═════ MATERIAL TO PROCESS
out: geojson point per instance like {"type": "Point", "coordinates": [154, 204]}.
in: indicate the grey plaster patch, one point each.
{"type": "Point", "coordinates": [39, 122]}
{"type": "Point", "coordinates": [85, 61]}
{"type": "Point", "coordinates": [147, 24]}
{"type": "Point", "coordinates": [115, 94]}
══════════
YOUR ASSIGNMENT — Starting at the line that contains "in: indicate the", retype each line through the end of the listing above and nothing else.

WORKED SOLUTION —
in: indicate the grey plaster patch, one point each.
{"type": "Point", "coordinates": [39, 122]}
{"type": "Point", "coordinates": [85, 61]}
{"type": "Point", "coordinates": [147, 24]}
{"type": "Point", "coordinates": [115, 94]}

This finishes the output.